- _INSTRUÇÕES_:
**a)** Traduza para o inglês a seguinte frase do texto sobre a idade mínima para a aposentadoria: "De acordo com o Ministério do Trabalho e da Previdência Social, o INSS paga mensalmente 32,6 milhões de benefícios."
**b)** Dê prosseguimento ao texto sobre a idade mínima para a aposentadoria a partir do ponto em que ele termina.

- _TEXTO SELECIONADO_:

□ □ □ □

“Qual
seria a idade mínima num país-continente como este, onde o
homem-gabiru nordestino ou o trabalhador do setor usineiro vive até
os 60 anos, e o do interior gaúcho, em média, até os 80?”
O
questionamento, do presidente da Associação Nacional dos Auditores
Fiscais da Receita Federal do Brasil (Anfip), Vilson Antonio Romero,
é a mesma preocupação de setores representativos da sociedade –
entre eles o movimento sindical – com a possibilidade, aventada
pelo governo federal, de se estabelecer uma idade mínima para a
aposentadoria no Brasil. “Haveria uma regra de transição?”,
continua Romero, reforçando que qualquer decisão nesse sentido será
injusta com a maioria da população.
A
Central Única dos Trabalhadores (CUT) divulgou nota, na sexta-feira
8, por meio da qual afirma que o governo “erra ao propor uma
reforma na Previdência, porque esse não é o desejo da classe
trabalhadora”.
“Antes
de mudar a idade mínima para a aposentadoria, temos de corrigir
outras injustiças” sugere a presidenta do Sindicato, Juvandia
Moreira. “Nós sabemos que a Previdência precisa de recursos, mas
esse dinheiro pode ser cobrado dos sonegadores, que remeteram R$ 500
bilhões ao exterior sem pagar impostos só em 2014.”
“Por
que o Governo Federal não cobra da Globo, por exemplo, que tem
processo na Receita Federal por sonegação de R$ 1,5 bilhão? Ou do
HSBC, cujos correntistas remeteram recursos para o exterior? Ou das
empresas que são investigados por suspeita de negociar ou pagar
propina para extinguir débitos com a Receita Federal no Conselho
Administrativo de Recursos Federais?”, questiona a Juvandia, que
propõe também taxar grandes fortunas.
Desnecessário
– De
acordo com o Ministério do Trabalho e da Previdência Social, o INSS
paga mensalmente 32,6 milhões de benefícios. Desses, somente 5,4
milhões são aposentadorias por tempo de contribuição, que
representam cerca de 17% do total. E seria apenas sobre esse grupo
que incidiria a mudança na idade mínima, explica o vice-presidente
da Associação Nacional dos Participantes dos Fundos de Pensão
(Anapar) e especialista em Previdência, José Ricardo Sasseron. “Por
isso não existe necessidade de se estabelecer idade mínima. O
governo está enganado quando se trata deste assunto”,
afirma.
Sasseron
ressalta que recentemente foi aprovada a lei que estabelece a fórmula
85/95 para que a pessoa possa se aposentar sem os redutores previstos
pelo fator previdenciário. Os números 85 e 95 significam a soma da
idade da pessoa e seu tempo de contribuição para o INSS (Instituto
Nacional do Seguro Social) – 85 é para mulheres e 95 para homens.

□ □ □ □

- _TRECHO DOS DADOS_:
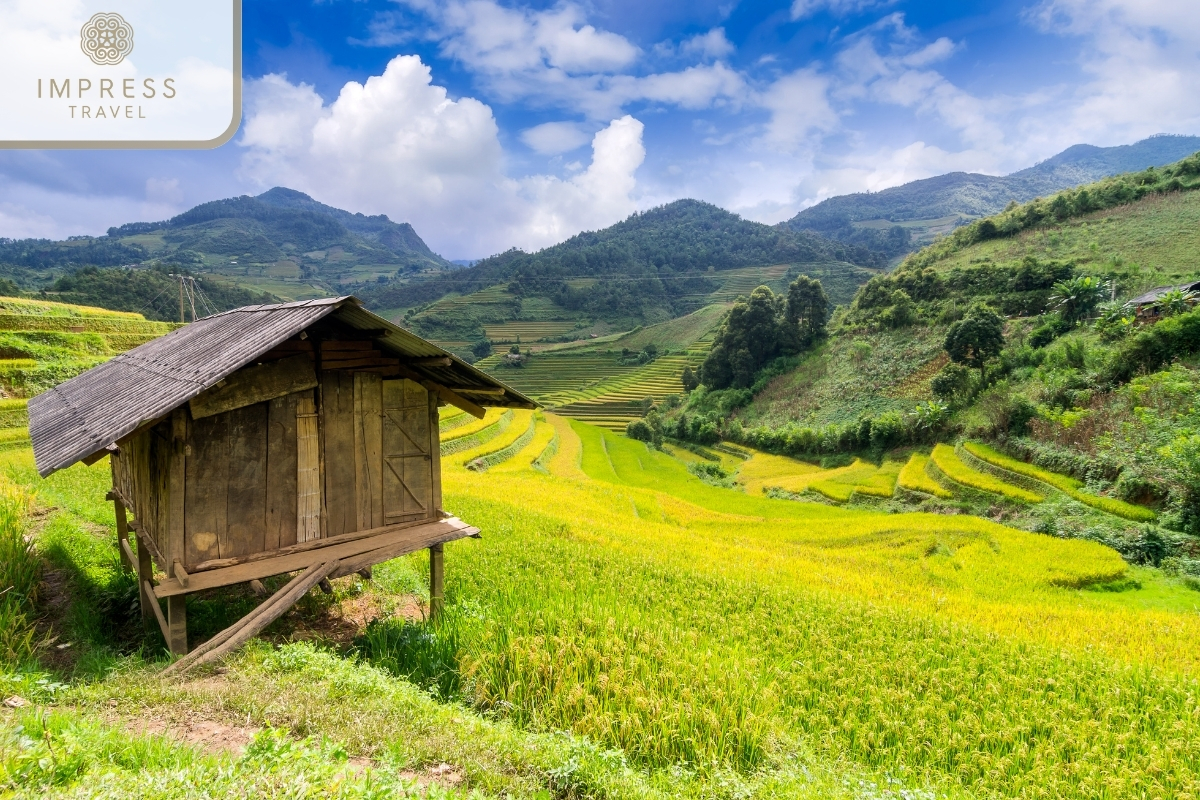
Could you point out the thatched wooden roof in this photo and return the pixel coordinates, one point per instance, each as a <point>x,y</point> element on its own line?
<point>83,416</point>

□ □ □ □

- _RESPOSTAS POR TAREFA_:
**a)** According to the Ministry of Labor and Social Security, the INSS pays 32.6 million benefits every month.

**b)**
Por exemplo, se uma mulher tem 55 anos de idade e 30 anos de
contribuição, ela pode se aposentar porque a soma dos dois valores
dá 85 (55 + 30). No caso de um homem, ele poderia se aposentar se
tivesse, por exemplo, 60 anos de idade e 35 anos de contribuição
(60 + 35 = 95). E vai ficando mais rígida ao longo dos próximos
anos, até chegar ao patamar de 90/100.
“Com
isso, a tendência é que muita gente se aposente mais tarde para
receber o benefício sem influência do fator previdenciário, que
representa descontos no valor da aposentadoria”, explica o
especialista.
Rombo?
– Romero,
da Anfip, acrescenta que é fundamental haver transparência na
divulgação das contas para se conhecer as razões do rombo na
Previdência que motivaram o governo a querer alterar as regras para
aposentadoria. “Do dinheiro do INSS são retirados anualmente cerca
de R$ 30 bilhões ou mais para incentivar diversos setores da
economia, por meio das renúncias previdenciárias [empresas que
pagam alíquotas menores ou estão isentas] voltadas para as áreas
da filantropia – educação e saúde, agronegócio, micro e pequena
empresa, entre outras”, completa o presidente da Anfip.
Ele
também avalia que para que as contas se equilibrem, tem de ser
encontrada uma forma mais equânime para o financiamento das
aposentadorias do setor rural, que dispendem mais de R$ 80 bilhões
ao ano, frente a uma arrecadação de cerca de R$ 6 bilhões (dados
de 2014).
Sasseron
lembra que a seguridade social brasileira – que engloba saúde,
Previdência e assistência social – é superavitária.
“Atualmente, cerca de 30% do mercado de trabalho ainda atua na
informalidade, ou seja, não recolhem impostos para custear a
Previdência. Se a fiscalização governamental for mais efetiva e
todos se formalizarem, ainda melhora um pouco esse balanço da
seguridade social brasileira.”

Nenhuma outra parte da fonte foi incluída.